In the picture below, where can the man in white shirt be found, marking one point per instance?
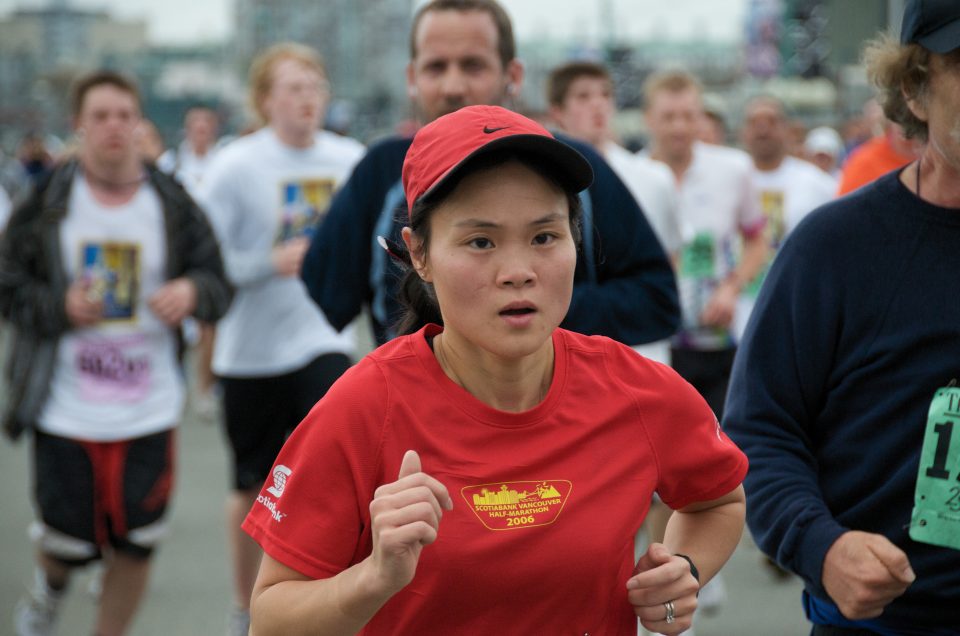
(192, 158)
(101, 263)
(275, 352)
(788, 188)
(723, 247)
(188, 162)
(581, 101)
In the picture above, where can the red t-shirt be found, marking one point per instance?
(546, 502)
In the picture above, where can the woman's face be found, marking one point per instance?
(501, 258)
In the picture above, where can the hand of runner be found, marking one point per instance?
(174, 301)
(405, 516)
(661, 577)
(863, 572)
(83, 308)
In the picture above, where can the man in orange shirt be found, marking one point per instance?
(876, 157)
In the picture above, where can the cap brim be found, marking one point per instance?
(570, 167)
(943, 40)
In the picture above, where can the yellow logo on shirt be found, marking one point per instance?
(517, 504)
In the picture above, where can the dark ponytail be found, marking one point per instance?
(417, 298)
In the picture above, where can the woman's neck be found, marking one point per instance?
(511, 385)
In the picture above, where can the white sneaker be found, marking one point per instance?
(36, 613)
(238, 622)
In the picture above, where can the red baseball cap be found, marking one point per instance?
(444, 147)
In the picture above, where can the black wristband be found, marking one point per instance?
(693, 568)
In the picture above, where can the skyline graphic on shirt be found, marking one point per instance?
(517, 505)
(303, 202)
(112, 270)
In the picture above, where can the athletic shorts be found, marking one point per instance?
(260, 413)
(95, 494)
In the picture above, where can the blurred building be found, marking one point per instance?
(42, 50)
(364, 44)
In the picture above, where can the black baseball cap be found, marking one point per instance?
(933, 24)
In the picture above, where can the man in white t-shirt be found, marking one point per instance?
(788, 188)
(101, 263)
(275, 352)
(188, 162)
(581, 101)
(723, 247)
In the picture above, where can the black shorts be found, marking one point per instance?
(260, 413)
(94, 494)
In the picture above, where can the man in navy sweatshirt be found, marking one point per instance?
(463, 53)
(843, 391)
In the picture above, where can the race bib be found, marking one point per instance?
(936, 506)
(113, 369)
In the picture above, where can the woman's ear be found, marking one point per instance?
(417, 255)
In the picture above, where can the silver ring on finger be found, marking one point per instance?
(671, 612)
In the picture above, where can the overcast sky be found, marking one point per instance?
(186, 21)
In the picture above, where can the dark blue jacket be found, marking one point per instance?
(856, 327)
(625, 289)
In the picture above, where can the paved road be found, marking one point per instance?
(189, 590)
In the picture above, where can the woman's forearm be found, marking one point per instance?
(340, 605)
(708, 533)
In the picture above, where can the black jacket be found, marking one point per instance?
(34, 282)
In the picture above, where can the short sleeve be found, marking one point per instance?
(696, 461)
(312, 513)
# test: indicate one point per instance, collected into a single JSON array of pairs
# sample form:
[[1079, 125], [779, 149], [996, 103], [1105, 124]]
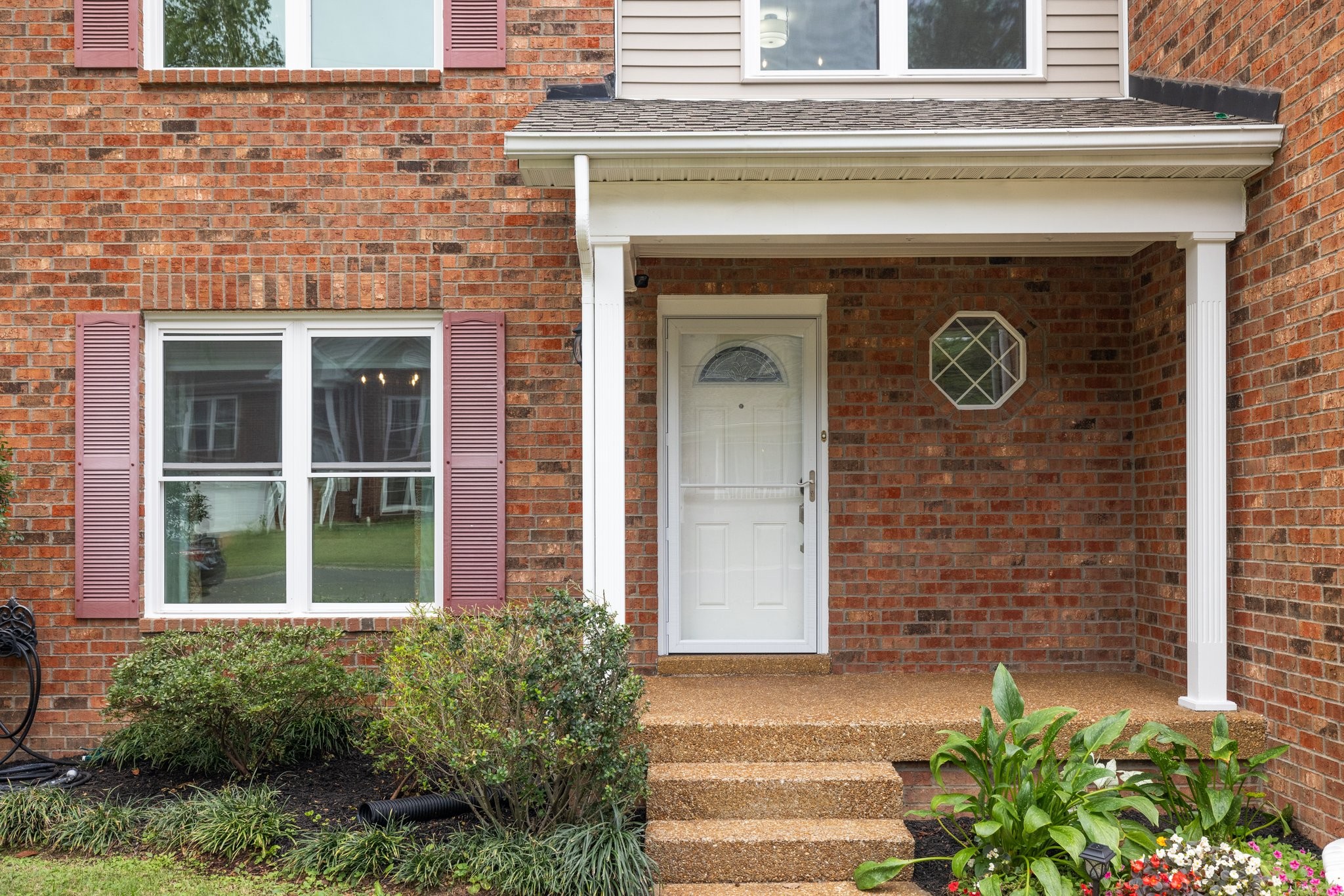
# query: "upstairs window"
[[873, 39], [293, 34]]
········
• [TASK OBJECTIVE] An exact copy of the listing is required, with every image removed.

• [REPLY TO THE EXERCISE]
In the picture below, where can the man in white shirt be found, marking one point per instance?
(192, 158)
(101, 263)
(275, 352)
(788, 188)
(723, 247)
(188, 162)
(581, 101)
In the picture above, where can the red t-shirt be found, marking one point per instance?
(546, 502)
In the picture above, where can the woman's face be found, marking one point per instance?
(501, 258)
In the picture above, where can the hand of runner be found, marking one point per instance?
(174, 301)
(405, 516)
(661, 577)
(863, 572)
(83, 308)
In the picture above, where can the man in orange shirt be found, marking one point per instance?
(876, 157)
In the picture above, where can the cap brim be found, marking one point per instance?
(570, 167)
(943, 40)
In the picture above, where can the yellow logo on shirt be found, marking one point per instance?
(517, 504)
In the picture above, where can the dark ponytail be found, marking one point per instance?
(417, 298)
In the picture above, where can the woman's neck be found, marking one point per instance?
(511, 385)
In the picture above, where can the white sneaker be found, marking one point per instance?
(36, 613)
(238, 622)
In the picture above, where can the red baseball cap be found, marking one point per instance?
(444, 147)
In the picture above, where can the black wristband be found, marking one point per instance?
(693, 568)
In the picture above, where can the skyline graphic on shirt be found, marking one point per instance?
(517, 505)
(303, 202)
(112, 270)
In the picture above, where can the athletic shorts be found, marking one point per instance?
(260, 413)
(95, 494)
In the picture above, where can the blurred building be found, marking one point per instance?
(42, 50)
(364, 44)
In the picture above, where can the black baseball cap be found, marking one point per instance?
(933, 24)
In the picture above, where can the man in white t-shirt be found, marking one point per instance?
(788, 188)
(101, 263)
(275, 352)
(188, 162)
(581, 101)
(723, 247)
In the picture above, where can the black shorts be found, marking one point per instance?
(260, 413)
(94, 494)
In the picture above, where can the man in navy sweatshirt be found, marking one point per instance?
(463, 53)
(843, 391)
In the picture above, where can the race bib be found, marking one point per instance?
(936, 506)
(113, 369)
In the picture above, where can the woman's ear be found, marking one point per instance?
(417, 255)
In the picture above, where can the silver ring on finger be found, marking one point per instance?
(671, 612)
In the picture above, where can the overcast sky be found, marking one point per instance?
(186, 21)
In the picture above, where can the dark blue jacket be found, marking one point per instance?
(856, 327)
(625, 289)
In the picture above, where can the paved road be found, marking one point per instance?
(189, 590)
In the picture above, where can the woman's forearm be found, marking one point per instance?
(340, 605)
(708, 533)
In the picture above, where can the black jacket be found, marking one point per instance?
(34, 282)
In the picture above, where can the short sleeve be found, marking one point per instance?
(696, 461)
(312, 513)
# test: indicate one point per instance, collected into a single JSON array of pairs
# sample form:
[[1079, 125], [779, 149], [996, 103], [1105, 124]]
# query: "upstairs window"
[[873, 39], [293, 34]]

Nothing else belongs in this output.